Provided passage.
————————

The diff between the final Firefox and Chrome background.ts is 5 meaningful lines. One polyfill import. One client ID string. browser.menus vs browser.contextMenus (Firefox and Chrome name the same API differently). An offscreen message filter (Chrome service workers can't use OffscreenCanvas directly, so icon tinting routes through an offscreen document). Everything else is identical.

I didn’t write a guideline saying “use webextension-polyfill.” I didn’t write a guideline saying “keep your background.ts thin.” The Firefox extension’s code said those things by existing. Both files still use as type assertions at message boundaries. The pattern replicated the architecture. It also replicated the shortcuts. Patterns carry the good and the bad.

The one genuine Chrome-specific divergence, context menu creation, got its own extracted file:

// chrome-extension/src/runtime/background/create-context-menus.ts

export function initCreateContextMenus(contextMenus: ContextMenusApi) {
return async function createContextMenus() {
await contextMenus.removeAll();
contextMenus.create({
id: MENU_ITEM_SAVE_PAGE,
title: "Save Page to Hutch",
contexts: ["page"],
});
contextMenus.create({
id: MENU_ITEM_SAVE_LINK,
title: "Save Link to Hutch",
contexts: ["link"],
});
};
}

Chrome service workers can be killed and restarted by the browser. Firefox background scripts persist. So Chrome needs removeAll() before creating context menus to avoid duplicates after a restart. That's a real API difference. The model handled it by extracting a small function. No guideline needed. The pattern of "extract browser-specific behavior into its own file" was already established by tinted-icon.browser.ts in the Firefox extension.

The coverage config tells the rest of the story:

// chrome-extension/enforce-coverage.config.js

// All testable business logic moved to browser-extension-core.
// Chrome-extension only contains browser-specific bootstrap code
// (entry points excluded below) and *.browser.ts files (excluded by base config).
const config = {
thresholds: {
statements: 100,
branches: 100,
functions: 100,
lines: 100,
},
extraExcludePatterns: [
'src/runtime/background/background.ts',
'src/runtime/popup/popup.ts',
'src/runtime/content/shortcut.ts',
'src/runtime/offscreen/offscreen.ts'
],
};

100% coverage. But the chrome-extension project barely contains testable logic. The entry points are excluded because they’re bootstrap code. All the business logic lives in browser-extension-core, which has its own test suite. The Chrome project is a thin shell. That's the shape you want when a model is writing the code: a small surface area of browser-specific glue around a well-tested core. There’s a name for this in the xUnit Patterns book: the Humble Object. Keep the hard-to-test boundary code thin. Move the testable logic somewhere else.

The full history is public in the Hutch repo. The failed PR is still there. So is the extraction, the second attempt, and the final commit. You can trace the exact moment when “give the model better instructions” stopped working and “give the model better code” started.

A messy codebase does not become less messy when you add AI. It becomes messier faster.

None of this means prompt engineering is useless. For the first pass on a new system, for one-off scripts, for exploration, prompts carry weight. The problem is when teams treat prompting as the primary interface with AI-assisted development and invest months into perfecting spec documents that will not survive the next model update.

The spec is fragile. The code pattern is durable.

If you need to write a guideline telling the model what good code looks like, the model doesn’t know yet. And if the model doesn’t know, your guideline is fighting the training distribution. That’s a losing position over time.

A better position: make the codebase so clear that the model can’t miss the pattern. The code is the documentation, the tests are the spec, and the linter is the style guide.

Writing better prompts is a reasonable goal.

Eliminating the need for them is the real work.

————————

Task requirements.
1. Update the article's text beginning at the words "The full history" and ending after "pattern is durable.", replacing "Hutch repo" with "Hutch repository".
2. List every file path that appears under extraExcludePatterns in the coverage config shown in the article.
3. Using the article, answer:
(a) What does Chrome need to call before creating context menus to avoid duplicates after a restart?
(b) What does the xUnit Patterns book call the pattern of keeping hard-to-test boundary code thin?
(c) What is the Chrome name for the API that Firefox calls browser.menus?
The lines that come next are from a separate source, not from the article.

————————

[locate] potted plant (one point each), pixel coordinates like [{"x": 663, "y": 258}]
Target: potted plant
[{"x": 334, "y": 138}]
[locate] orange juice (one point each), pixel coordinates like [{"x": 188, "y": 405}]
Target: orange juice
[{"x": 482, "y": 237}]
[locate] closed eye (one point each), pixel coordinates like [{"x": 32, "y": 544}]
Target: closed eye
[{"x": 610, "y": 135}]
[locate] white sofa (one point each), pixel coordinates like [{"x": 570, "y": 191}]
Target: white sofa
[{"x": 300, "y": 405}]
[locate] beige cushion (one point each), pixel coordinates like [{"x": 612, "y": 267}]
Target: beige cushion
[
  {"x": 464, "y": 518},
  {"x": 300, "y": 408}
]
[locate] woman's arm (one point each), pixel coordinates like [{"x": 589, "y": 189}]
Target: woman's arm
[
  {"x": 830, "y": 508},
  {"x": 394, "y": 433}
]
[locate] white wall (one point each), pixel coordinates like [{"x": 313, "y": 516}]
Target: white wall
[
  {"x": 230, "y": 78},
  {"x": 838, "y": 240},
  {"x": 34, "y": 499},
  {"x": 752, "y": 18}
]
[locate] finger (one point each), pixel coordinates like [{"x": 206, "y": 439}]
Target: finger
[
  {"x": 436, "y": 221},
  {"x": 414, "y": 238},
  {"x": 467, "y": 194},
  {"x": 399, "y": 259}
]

————————

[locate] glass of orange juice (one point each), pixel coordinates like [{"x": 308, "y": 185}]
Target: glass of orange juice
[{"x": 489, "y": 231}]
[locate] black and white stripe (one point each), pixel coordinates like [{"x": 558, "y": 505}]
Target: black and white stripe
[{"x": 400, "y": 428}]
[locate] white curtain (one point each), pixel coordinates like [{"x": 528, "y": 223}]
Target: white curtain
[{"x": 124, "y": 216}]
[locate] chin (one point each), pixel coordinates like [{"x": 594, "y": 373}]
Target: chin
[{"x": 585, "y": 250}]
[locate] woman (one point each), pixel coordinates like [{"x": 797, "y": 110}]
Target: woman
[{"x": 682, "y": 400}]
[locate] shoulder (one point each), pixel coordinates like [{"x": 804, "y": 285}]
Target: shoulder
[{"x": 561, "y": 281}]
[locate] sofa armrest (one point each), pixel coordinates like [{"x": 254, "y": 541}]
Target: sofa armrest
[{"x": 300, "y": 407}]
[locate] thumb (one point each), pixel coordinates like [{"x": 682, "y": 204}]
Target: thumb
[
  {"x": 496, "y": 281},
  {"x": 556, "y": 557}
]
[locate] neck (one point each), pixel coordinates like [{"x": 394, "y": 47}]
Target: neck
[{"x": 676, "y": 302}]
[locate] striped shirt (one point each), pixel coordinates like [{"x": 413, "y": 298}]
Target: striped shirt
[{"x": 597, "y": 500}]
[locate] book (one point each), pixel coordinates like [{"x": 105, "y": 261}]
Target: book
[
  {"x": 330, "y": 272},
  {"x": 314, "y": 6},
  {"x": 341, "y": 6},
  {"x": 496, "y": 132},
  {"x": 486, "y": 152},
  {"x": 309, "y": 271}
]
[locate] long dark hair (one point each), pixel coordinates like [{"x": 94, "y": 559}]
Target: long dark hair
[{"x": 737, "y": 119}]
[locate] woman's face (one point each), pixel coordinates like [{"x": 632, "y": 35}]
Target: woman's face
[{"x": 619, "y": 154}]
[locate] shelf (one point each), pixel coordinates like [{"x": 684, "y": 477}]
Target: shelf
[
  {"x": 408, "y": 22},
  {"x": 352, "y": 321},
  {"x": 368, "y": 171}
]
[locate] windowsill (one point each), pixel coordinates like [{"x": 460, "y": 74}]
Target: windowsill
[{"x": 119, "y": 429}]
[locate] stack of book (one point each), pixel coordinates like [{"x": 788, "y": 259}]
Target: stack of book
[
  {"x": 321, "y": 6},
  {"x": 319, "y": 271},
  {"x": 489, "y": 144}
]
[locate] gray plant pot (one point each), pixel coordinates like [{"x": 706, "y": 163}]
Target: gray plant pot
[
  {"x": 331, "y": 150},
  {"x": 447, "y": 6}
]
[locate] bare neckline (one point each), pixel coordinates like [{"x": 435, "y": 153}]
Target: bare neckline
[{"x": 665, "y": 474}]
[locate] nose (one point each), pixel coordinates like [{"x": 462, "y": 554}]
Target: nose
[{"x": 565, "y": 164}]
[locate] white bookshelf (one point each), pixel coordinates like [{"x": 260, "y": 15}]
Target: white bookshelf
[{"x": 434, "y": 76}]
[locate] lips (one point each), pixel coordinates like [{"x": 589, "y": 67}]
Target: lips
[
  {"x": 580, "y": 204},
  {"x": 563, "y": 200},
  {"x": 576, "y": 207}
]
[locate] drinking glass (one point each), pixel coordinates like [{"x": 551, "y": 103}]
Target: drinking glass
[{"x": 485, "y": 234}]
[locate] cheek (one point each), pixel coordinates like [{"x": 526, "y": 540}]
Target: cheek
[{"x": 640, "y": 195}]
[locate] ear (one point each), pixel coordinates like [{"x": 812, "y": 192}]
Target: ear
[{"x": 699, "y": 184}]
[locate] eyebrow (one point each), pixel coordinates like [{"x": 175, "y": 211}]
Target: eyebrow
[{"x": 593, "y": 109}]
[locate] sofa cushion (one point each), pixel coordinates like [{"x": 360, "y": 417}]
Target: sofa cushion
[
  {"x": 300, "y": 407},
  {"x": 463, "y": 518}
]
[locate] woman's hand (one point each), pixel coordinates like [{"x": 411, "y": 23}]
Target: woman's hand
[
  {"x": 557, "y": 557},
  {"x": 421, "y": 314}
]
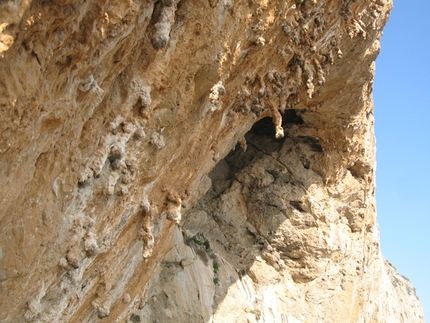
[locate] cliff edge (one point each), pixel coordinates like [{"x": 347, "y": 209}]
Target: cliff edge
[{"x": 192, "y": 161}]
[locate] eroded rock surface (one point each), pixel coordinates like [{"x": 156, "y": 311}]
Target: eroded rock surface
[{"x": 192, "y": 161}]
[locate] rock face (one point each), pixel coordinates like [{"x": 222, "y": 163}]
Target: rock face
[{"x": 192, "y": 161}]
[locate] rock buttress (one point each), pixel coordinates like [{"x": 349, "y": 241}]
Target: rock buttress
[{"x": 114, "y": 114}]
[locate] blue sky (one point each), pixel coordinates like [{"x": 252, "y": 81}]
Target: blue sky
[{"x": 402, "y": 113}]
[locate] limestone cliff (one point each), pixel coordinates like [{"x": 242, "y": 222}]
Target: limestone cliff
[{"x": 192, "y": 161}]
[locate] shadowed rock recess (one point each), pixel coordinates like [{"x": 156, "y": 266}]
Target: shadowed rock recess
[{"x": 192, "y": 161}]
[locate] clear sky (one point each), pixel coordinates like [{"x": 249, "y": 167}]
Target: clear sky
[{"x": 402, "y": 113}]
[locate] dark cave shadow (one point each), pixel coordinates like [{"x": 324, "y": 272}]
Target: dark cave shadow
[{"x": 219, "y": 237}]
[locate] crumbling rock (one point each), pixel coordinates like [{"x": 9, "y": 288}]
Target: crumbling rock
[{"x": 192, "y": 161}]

————————

Activity answers.
1.
The full history is public in the Hutch repository. The failed PR is still there. So is the extraction, the second attempt, and the final commit. You can trace the exact moment when “give the model better instructions” stopped working and “give the model better code” started.

A messy codebase does not become less messy when you add AI. It becomes messier faster.

None of this means prompt engineering is useless. For the first pass on a new system, for one-off scripts, for exploration, prompts carry weight. The problem is when teams treat prompting as the primary interface with AI-assisted development and invest months into perfecting spec documents that will not survive the next model update.

The spec is fragile. The code pattern is durable.

2.
'src/runtime/background/background.ts'
'src/runtime/popup/popup.ts'
'src/runtime/content/shortcut.ts'
'src/runtime/offscreen/offscreen.ts'

3.
(a) removeAll()
(b) The Humble Object
(c) browser.contextMenus